Every record is to be transcribed exactly as written.
══ Excerpted data
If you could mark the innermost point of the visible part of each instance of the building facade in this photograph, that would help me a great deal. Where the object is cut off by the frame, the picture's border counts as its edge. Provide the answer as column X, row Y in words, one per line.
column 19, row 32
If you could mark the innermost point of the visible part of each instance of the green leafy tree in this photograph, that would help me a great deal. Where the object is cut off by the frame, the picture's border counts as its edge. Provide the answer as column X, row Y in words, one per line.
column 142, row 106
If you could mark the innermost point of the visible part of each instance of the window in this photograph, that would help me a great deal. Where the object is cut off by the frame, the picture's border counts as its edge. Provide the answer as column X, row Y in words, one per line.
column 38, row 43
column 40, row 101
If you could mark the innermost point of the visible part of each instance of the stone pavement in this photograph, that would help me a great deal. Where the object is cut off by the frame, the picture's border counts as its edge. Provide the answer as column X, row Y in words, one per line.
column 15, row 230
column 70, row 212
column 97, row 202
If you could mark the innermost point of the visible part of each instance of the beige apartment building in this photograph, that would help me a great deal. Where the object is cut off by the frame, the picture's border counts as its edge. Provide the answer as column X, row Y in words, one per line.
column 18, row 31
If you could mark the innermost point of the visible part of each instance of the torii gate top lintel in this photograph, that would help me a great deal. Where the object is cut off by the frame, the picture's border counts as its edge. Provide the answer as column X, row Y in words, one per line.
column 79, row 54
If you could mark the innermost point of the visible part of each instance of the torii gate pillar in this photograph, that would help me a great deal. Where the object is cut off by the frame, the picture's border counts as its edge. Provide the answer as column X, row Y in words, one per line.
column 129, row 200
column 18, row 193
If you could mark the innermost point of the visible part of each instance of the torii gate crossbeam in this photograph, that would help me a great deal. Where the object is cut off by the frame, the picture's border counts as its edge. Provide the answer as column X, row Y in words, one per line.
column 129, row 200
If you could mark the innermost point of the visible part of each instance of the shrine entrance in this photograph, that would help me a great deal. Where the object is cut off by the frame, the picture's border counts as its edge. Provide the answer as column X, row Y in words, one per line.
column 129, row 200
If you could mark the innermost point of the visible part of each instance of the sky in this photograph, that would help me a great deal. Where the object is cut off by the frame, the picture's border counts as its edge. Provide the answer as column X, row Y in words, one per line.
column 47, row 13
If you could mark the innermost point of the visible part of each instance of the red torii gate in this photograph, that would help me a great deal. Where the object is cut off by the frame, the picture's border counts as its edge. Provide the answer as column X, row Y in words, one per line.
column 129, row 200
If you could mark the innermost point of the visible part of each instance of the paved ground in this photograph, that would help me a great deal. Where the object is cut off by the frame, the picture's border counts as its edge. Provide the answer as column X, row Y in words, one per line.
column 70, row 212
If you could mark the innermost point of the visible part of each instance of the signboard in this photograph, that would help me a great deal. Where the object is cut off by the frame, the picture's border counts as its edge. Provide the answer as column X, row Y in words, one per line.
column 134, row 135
════
Answer to the problem:
If you could mark the innermost point of the visible part of each instance of the building facade in this photograph, that would help me a great deal. Where the object is cut off by the frame, the picture's border counts as its edge. Provide the answer as column X, row Y in words, one per line.
column 19, row 32
If you could mark the innermost point of the visible part of each instance of the green leafy tree in this photograph, that would help me a great deal. Where the object is cut off by the frame, the picture's border counts as its edge. Provide the answer as column X, row Y in words, one per line.
column 142, row 106
If you could mark the innermost point of the visible part of each instance of the window in this photograph, that would help me a great deal. Where the object is cut off by the frame, the picture's border counts as its edge. Provide the answer as column X, row Y in words, one per line.
column 38, row 43
column 40, row 101
If you could mark the innermost point of the visible part of each instance of the stone pavement in this photograph, that would help me a great deal. Where the object is cut off by the frame, the picture's border counts as its edge. Provide the answer as column X, row Y in words, one per line.
column 15, row 230
column 70, row 212
column 97, row 202
If you could mark the innermost point of the visible part of each instance of the beige apartment building in this photograph, that would help me a great deal. Where the object is cut off by the frame, the picture's border counts as its edge. Provide the answer as column X, row Y in words, one per line.
column 18, row 31
If you could mark the innermost point of the visible part of each instance of the torii gate top lintel in this photograph, that would help me a great deal. Where the object is cut off by the frame, the picture's border counts as its edge. Provide the answer as column X, row Y in words, one per line.
column 79, row 54
If you could mark the innermost point of the visible part of each instance of the torii gate pillar in this photograph, that would help me a great deal. Where the object is cut off by the frame, the picture's border counts as its edge. Provide the answer as column X, row Y in words, one per line.
column 129, row 200
column 18, row 193
If you could mark the innermost point of the visible part of each instance of the torii gate crossbeam in this photograph, that would help me a great deal. Where the object is cut off by the frame, the picture's border counts as its edge. Provide the answer as column X, row Y in words, one per line.
column 129, row 200
If you could mark the innermost point of the visible part of each instance of the shrine entrance in this photograph, that would help me a great deal. Where the object is cut off by the frame, the picture's border counts as its edge. Provide the answer as column X, row Y in words, one per line.
column 129, row 200
If you could mark the innermost point of the visible part of each instance of the sky in this photograph, that would help me a great deal. Where the object is cut off by the frame, the picture's border counts as its edge. Provide the answer as column X, row Y in words, one per line.
column 47, row 13
If you could mark the innermost point of the visible part of each instance of the red torii gate in this photograph, that would help me a great deal. Where the object is cut off by the frame, the picture's border counts as its edge. Provide the answer as column X, row Y in words, one per line.
column 129, row 200
If you could mark the innermost point of the visible part of each instance of the paved ground in this photograph, that would help me a great deal. Where the object is cut off by the frame, the picture's border counts as its edge. Provide the answer as column X, row Y in words, one per line.
column 70, row 212
If you could mark the innermost point of the visible part of each instance of the signboard in this photograph, that would help me a great deal. Where the object is cut off by the frame, the picture's border counts as its edge. Provide the answer as column X, row Y in words, one per line.
column 134, row 135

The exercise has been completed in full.